» Work required
Copy the lines from the start of the rows through the line with "left=348, top=90, right=448, bottom=152", swapping "colorful figurative painting" for "abstract artwork" and keeping everything else unchanged. Leave the pictures out.

» Data lines

-- start --

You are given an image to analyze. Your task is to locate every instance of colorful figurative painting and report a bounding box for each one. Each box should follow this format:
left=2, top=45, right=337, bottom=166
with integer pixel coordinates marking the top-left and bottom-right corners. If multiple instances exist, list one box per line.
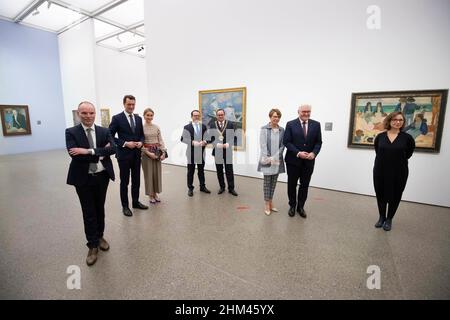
left=199, top=88, right=247, bottom=150
left=0, top=105, right=31, bottom=137
left=348, top=90, right=448, bottom=152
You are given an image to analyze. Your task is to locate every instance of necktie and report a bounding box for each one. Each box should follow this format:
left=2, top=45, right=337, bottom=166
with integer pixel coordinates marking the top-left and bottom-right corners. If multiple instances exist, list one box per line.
left=303, top=121, right=306, bottom=138
left=86, top=128, right=97, bottom=173
left=129, top=114, right=136, bottom=133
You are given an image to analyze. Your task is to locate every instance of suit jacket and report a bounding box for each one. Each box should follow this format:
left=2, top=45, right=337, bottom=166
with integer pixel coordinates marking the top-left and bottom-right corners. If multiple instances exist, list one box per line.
left=109, top=112, right=144, bottom=160
left=181, top=123, right=209, bottom=164
left=208, top=121, right=237, bottom=164
left=66, top=124, right=116, bottom=187
left=283, top=118, right=322, bottom=166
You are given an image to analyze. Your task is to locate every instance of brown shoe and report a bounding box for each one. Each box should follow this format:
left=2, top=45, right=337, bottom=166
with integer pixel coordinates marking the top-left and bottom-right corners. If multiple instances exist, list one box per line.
left=98, top=238, right=109, bottom=251
left=86, top=248, right=98, bottom=266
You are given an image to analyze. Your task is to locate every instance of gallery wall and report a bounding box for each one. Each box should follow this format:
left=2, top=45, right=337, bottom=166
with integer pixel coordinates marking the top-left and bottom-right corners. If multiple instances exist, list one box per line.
left=0, top=20, right=65, bottom=155
left=145, top=0, right=450, bottom=210
left=58, top=19, right=148, bottom=127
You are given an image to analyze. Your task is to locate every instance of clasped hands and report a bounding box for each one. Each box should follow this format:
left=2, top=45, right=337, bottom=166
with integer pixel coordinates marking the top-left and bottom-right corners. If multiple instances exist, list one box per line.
left=297, top=151, right=316, bottom=160
left=125, top=141, right=142, bottom=149
left=192, top=140, right=206, bottom=147
left=69, top=142, right=111, bottom=156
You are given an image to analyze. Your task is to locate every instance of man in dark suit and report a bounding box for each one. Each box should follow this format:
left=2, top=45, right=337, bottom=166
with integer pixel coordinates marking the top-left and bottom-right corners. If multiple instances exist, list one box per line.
left=66, top=102, right=116, bottom=266
left=181, top=110, right=211, bottom=197
left=208, top=109, right=238, bottom=196
left=109, top=95, right=148, bottom=217
left=283, top=105, right=322, bottom=218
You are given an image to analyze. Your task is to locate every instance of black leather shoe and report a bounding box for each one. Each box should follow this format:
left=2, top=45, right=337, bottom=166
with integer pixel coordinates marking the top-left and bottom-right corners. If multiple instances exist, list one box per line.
left=297, top=208, right=306, bottom=219
left=375, top=217, right=386, bottom=228
left=133, top=201, right=148, bottom=210
left=288, top=207, right=295, bottom=217
left=383, top=219, right=392, bottom=231
left=200, top=187, right=211, bottom=193
left=122, top=207, right=133, bottom=217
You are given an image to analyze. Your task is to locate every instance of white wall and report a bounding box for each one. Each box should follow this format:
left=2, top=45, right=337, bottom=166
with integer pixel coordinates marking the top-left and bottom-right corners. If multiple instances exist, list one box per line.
left=58, top=19, right=97, bottom=127
left=145, top=0, right=450, bottom=206
left=95, top=46, right=148, bottom=117
left=58, top=19, right=148, bottom=127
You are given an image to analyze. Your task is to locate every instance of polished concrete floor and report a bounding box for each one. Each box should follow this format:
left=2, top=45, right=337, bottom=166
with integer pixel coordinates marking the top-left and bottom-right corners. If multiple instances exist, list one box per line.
left=0, top=150, right=450, bottom=299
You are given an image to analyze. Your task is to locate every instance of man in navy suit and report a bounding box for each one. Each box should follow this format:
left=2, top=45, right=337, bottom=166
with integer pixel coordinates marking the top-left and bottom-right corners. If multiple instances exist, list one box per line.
left=283, top=105, right=322, bottom=218
left=181, top=110, right=211, bottom=197
left=208, top=109, right=238, bottom=197
left=66, top=101, right=116, bottom=266
left=109, top=95, right=148, bottom=217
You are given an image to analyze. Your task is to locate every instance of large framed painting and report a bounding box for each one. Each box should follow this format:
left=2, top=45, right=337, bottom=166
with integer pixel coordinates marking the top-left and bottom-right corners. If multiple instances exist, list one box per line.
left=199, top=87, right=247, bottom=151
left=348, top=89, right=448, bottom=152
left=72, top=110, right=81, bottom=126
left=0, top=105, right=31, bottom=137
left=100, top=109, right=111, bottom=128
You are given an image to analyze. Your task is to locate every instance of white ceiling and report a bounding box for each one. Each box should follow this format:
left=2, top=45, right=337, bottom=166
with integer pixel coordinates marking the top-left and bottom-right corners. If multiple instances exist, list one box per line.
left=0, top=0, right=146, bottom=57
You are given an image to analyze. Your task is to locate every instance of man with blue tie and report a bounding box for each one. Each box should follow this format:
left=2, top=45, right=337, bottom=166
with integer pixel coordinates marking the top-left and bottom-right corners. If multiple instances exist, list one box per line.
left=109, top=95, right=148, bottom=217
left=283, top=105, right=322, bottom=218
left=66, top=101, right=116, bottom=266
left=181, top=110, right=211, bottom=197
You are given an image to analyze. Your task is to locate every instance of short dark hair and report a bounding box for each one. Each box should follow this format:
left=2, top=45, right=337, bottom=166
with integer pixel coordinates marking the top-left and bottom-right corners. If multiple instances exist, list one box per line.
left=123, top=94, right=136, bottom=104
left=383, top=111, right=406, bottom=130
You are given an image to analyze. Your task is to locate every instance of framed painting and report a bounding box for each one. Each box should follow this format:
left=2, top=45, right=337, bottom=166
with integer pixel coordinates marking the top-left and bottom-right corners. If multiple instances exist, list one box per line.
left=347, top=89, right=448, bottom=153
left=100, top=109, right=111, bottom=128
left=72, top=110, right=81, bottom=126
left=0, top=105, right=31, bottom=137
left=199, top=87, right=247, bottom=151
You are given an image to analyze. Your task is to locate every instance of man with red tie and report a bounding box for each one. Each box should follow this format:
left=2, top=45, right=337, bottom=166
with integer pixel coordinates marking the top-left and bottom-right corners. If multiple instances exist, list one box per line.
left=283, top=104, right=322, bottom=218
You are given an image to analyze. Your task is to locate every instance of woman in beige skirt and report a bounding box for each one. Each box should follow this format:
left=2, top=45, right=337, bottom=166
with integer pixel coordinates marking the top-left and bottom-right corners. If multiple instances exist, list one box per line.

-- end --

» Output of the task
You are given an image to analyze. Your task is to locate every instance of abstract artwork and report a bounding box for each one. Each box should follow this format:
left=2, top=45, right=337, bottom=166
with integer pixel coordinates marking the top-left and bottom-right corners. If multiple instances exist, list one box per line.
left=199, top=88, right=247, bottom=150
left=0, top=105, right=31, bottom=137
left=348, top=90, right=448, bottom=152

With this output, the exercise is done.